QUESTIONS ON THE MATERIAL ▸
[1] In the text on communal violence in India, who killed Swami Laxmananand?
[2] Carry on the text on communal violence in India, starting right after its final sentence.

___ TEXT SECTION

Many rumors have been used, killing of the cow, abduction / rape of Hindu women, cutting off the breasts of women, desecration of the holy places / books etc. Adding on to the list has come in this Pakistan flag, which is quite an innovation during the immediate past.
The violence by and large is planned one and is made to look like a spontaneous one, that too sparked by the minorities. The Hyderabad and Sindagi incidents are new pointers to this. Earlier, in Kandhamal, violence was triggered on the pretext of the death of Swami Laxmananand, who as such was killed by the Maoists.
Swami Laxmananand?s dead body was taken in a procession through Christian minority areas, and the rivers of blood followed. The Gujarat violence was undertaken in a pre-planned manner on the pretext of the burning of train in Godhra and the merchants of death followed.
In Mumbai, after the demolition of Babri Mosque, some Muslim youth pelted stones at a police station, the Shiv Sena activists threw ‘gulal’ (orange colour of celebration used mostly by Hindus) on a mosque and Bal Thackeray gave a call for ?teaching them a lesson?.
So far many inquiry commissions and citizens’ tribunals have pointed out the role of the majoritarian communal organization. Starting from the report of Bhivandi riots (Madon Commission) to Mumbai violence (Srikrishna Commission), their conclusions are similar to a large extent. The riot instigation is done in a way, and it is orchestrated it in such a fashion, as if the Muslims have thrown the first stone or Christians have precipitated the violence.

______
___ DATASET

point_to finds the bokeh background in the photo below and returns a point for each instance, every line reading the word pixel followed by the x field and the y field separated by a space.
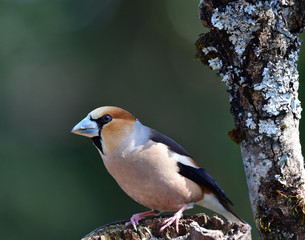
pixel 61 59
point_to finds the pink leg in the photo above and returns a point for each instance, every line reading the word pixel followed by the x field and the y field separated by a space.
pixel 174 218
pixel 139 216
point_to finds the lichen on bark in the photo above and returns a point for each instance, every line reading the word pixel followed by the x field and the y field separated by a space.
pixel 254 47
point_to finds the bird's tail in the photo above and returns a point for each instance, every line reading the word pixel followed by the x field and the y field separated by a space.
pixel 211 202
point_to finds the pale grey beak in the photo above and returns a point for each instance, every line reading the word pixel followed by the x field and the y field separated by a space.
pixel 86 127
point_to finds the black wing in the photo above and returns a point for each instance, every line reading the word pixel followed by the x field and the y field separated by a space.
pixel 201 176
pixel 172 145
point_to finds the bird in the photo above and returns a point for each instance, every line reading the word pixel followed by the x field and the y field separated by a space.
pixel 151 168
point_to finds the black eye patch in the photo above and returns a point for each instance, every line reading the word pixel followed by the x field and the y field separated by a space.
pixel 103 120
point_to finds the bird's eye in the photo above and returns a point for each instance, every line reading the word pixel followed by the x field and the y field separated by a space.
pixel 103 120
pixel 106 118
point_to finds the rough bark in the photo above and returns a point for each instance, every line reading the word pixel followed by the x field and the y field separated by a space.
pixel 195 227
pixel 254 45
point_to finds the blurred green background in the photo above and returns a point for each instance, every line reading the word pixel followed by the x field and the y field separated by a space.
pixel 62 59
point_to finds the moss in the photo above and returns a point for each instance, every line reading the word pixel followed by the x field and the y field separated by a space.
pixel 236 135
pixel 296 203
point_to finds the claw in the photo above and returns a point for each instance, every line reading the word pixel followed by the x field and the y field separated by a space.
pixel 174 218
pixel 134 221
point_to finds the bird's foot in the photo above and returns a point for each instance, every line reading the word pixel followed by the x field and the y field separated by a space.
pixel 174 218
pixel 134 221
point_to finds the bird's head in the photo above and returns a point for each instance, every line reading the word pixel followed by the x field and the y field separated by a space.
pixel 108 127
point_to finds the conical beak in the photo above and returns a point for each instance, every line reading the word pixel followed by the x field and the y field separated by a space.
pixel 87 128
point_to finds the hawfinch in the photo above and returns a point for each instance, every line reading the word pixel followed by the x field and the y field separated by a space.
pixel 150 167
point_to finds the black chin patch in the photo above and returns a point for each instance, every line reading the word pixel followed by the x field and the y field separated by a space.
pixel 97 142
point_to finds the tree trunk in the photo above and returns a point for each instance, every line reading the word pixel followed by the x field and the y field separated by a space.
pixel 254 45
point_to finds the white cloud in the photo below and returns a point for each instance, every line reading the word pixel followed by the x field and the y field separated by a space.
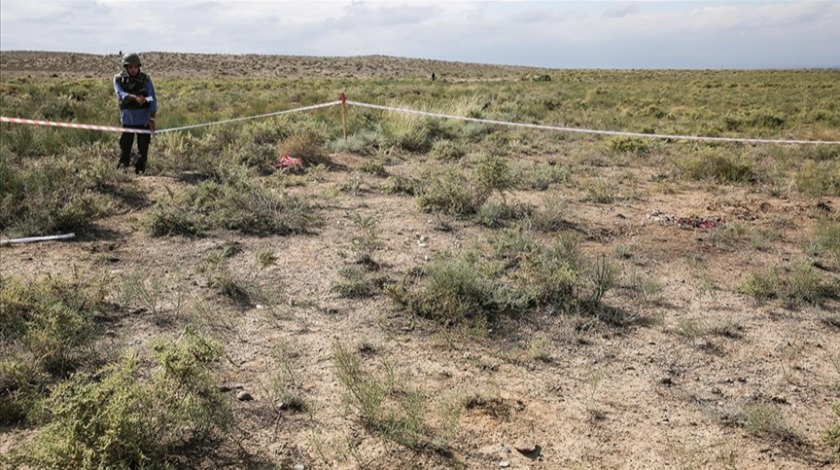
pixel 699 34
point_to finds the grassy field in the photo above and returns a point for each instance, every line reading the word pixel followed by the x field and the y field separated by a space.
pixel 426 292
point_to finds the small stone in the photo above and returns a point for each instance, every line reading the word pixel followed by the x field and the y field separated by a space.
pixel 525 446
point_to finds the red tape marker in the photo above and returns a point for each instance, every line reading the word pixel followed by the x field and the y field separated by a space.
pixel 71 125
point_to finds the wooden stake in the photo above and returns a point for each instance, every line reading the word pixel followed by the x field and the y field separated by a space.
pixel 344 115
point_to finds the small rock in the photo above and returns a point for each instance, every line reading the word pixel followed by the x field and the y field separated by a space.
pixel 525 446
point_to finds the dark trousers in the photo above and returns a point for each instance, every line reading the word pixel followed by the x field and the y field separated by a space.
pixel 127 141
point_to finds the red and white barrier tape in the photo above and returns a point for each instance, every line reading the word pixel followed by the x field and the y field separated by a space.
pixel 73 125
pixel 305 108
pixel 423 113
pixel 93 127
pixel 595 131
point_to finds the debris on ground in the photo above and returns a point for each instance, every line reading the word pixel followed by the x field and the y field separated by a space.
pixel 690 222
pixel 290 163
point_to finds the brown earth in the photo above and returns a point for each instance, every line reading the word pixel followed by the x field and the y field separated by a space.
pixel 660 391
pixel 177 65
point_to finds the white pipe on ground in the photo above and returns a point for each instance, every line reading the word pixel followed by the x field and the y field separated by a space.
pixel 37 239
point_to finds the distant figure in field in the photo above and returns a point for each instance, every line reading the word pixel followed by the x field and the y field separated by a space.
pixel 138 107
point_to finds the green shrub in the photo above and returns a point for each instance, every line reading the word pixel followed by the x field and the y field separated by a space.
pixel 358 282
pixel 498 215
pixel 241 205
pixel 306 145
pixel 48 330
pixel 462 289
pixel 832 435
pixel 827 238
pixel 819 178
pixel 540 177
pixel 719 165
pixel 633 145
pixel 119 419
pixel 450 194
pixel 52 195
pixel 385 405
pixel 794 287
pixel 493 173
pixel 447 150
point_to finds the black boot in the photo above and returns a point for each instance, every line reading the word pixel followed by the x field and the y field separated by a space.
pixel 125 160
pixel 140 166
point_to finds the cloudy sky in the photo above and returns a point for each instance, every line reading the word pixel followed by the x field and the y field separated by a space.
pixel 555 34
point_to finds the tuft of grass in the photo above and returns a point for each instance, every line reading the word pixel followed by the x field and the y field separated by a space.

______

TASK-BY-TASK ANSWERS ▸
[1] The Maoists.

[2]
Dr V N Rai, a police officer, did his doctoral work on the theme of riots between 1968-1980 (Combating Communal Conflicts), and a longish quote from this book will enlighten us on the issue – ?Very often the way in which the first stone is thrown or the first hand is raised in aggression suggests an outside agency at work, an agency that wants to create a situation in which members of the minority community commit an act which ignites severe retribution for themselves. In order to guard them against external criticism and to preserve their self-righteousness, violence is projected to be started by Muslims. It is as if a weaker person is pushed into the corner by a stronger, forcing him to raise his hand so that he may be suitably punished for his ‘attack’. Before the punishment is meted out, a suitable hue and cry can be made about the fact that because the person cornered is naturally wicked and violent, he is bound to attack first” (Pg. 56-57).?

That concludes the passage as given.